This inferiority complex that burdens historical scientists is evident in the writing of Bull et al. (1993), illustrating it as a motivator for the field of experimental phylogenetics:
From a cold and cruel perspective of the scientific method, the major weakness of this field is its difficulty in unambiguously falsifying hypotheses of phylogenetic relationships, and hence, of molecular evolution.
Here, the authors are stating that “the scientific method” – which I take to mean Popperian falsificationism – is the preferred way to perform science. A difficulty in falsifying historical hypotheses is seen by the authors as a major liability for phylogenetics and molecular evolution studies. If only we could actually test historical hypotheses through experimentation – the logic goes – this liability would be lessened. This attitude seems pervasive. For example, Nature editor Henry Gee (Gee 1999) wrote that historical hypotheses “can never be tested by experiment, and so they are unscientific… No science can ever be historical.” Yet another author, Skell (2005) wrote “much of the evidence that might have established the theory [referring to “Darwin’s theory of evolution”] on an unshakable empirical foundation, however, remains lost in the distant past.” That article makes many errors, especially the conflation of and unvalidated value judgments on historical and experimental scientific studies. Skell’s article also naively equates all of evolution with a few “Just so Stories” about natural selection, and ignores many practical applications of evolutionary theory; including gene function prediction and measures of biodiversity, to name just two of many. Unfortunately, that article was written by a member of the National Academy of Sciences, thereby suggesting scientific credibility on the issue, and has been highlighted by the anti-evolution religious organization, the Discovery Institute.
Despite common perception, this inferiority complex for historical science is unwarranted for at least two reasons (Cleland 2001). First – despite what we learn in introductory science classes – there are problems with strict falsificationism. For example, probability statements are not falsifiable, yet they are still scientific because they are testable, indicating that a better theory of testability than falsificationism is required (Sober 2007). Furthermore, strict falsificationism is rarely followed, even by practicing experimental scientists. The reason is that, in any experiment, numerous variables are not controlled by the investigator. Even the seemingly simplest experiments do not control many potential variables, such as sun flares, humidity, season, etc, because it is usually safe to assume that many variables do not affect the experiment at hand. As a result, the possibility always remains that an unsupported hypothesis is not supported because of one of these ancillary assumptions, even if the original hypothesis is true. Therefore, experimental scientists often examine these ancillary assumptions to show that they are responsible for the failure of the hypothesis at hand. For example, I remember many hypotheses about physical laws that were not supported by my experiments in Introductory Physics Lab. Rather than falsifying established laws of physics, I invoked the failure of ancillary assumptions, such as “this ancient and abused student balance produces reliable data.”

Tasks and exercises -
(A) In the passage on historical science, what kind of statements are described as not falsifiable yet still scientific?
(B) List every work cited by author and year in the passage on historical science.

Provided data -

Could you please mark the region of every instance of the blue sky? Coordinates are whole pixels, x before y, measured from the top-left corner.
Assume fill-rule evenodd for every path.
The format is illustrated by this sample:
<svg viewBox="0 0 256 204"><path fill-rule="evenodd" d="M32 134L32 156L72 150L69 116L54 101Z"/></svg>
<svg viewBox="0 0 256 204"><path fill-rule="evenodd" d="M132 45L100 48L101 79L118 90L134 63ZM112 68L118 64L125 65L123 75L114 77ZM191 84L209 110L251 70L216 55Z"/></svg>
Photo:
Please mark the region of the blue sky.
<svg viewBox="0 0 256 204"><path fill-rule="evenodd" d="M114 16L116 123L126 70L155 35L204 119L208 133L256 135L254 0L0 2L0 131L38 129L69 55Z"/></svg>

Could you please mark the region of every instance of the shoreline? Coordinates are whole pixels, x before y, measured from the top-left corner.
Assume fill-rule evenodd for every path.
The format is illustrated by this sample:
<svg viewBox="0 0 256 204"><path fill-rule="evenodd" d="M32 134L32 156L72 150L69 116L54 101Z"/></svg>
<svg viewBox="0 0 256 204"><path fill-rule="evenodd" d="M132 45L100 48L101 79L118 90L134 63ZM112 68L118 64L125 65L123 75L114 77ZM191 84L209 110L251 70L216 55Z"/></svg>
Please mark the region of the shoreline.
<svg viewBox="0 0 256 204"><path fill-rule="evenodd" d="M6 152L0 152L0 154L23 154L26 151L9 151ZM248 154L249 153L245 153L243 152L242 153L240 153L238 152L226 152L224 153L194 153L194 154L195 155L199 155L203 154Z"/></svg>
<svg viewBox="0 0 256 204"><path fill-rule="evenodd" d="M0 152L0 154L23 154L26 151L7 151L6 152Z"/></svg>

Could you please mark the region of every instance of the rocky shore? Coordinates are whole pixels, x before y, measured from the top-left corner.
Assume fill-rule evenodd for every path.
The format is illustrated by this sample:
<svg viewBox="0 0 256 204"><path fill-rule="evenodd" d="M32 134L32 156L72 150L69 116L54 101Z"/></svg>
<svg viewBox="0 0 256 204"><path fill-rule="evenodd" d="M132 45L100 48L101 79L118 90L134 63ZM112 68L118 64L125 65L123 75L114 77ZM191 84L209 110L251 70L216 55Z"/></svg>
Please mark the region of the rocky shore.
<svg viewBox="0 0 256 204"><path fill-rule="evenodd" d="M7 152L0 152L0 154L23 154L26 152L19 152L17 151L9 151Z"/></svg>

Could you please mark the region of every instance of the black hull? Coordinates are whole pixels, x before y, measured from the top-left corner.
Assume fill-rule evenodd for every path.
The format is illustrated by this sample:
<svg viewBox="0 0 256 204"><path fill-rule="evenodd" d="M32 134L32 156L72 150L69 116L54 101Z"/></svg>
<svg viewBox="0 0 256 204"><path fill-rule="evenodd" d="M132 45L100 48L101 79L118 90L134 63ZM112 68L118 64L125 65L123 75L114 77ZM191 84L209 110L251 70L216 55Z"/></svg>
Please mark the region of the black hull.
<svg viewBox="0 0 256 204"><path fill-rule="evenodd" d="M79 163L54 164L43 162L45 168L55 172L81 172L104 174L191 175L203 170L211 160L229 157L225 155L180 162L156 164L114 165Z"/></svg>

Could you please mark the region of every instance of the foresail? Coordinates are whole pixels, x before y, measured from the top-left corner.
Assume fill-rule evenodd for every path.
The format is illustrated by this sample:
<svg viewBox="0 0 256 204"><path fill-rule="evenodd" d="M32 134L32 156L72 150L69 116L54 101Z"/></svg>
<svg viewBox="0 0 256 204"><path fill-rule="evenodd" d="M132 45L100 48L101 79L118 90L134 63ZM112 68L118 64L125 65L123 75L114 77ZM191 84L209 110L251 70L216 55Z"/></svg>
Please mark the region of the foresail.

Answers for each item -
(A) Probability statements.

(B) Bull et al. (1993), Gee (1999), Skell (2005), Cleland (2001), Sober (2007)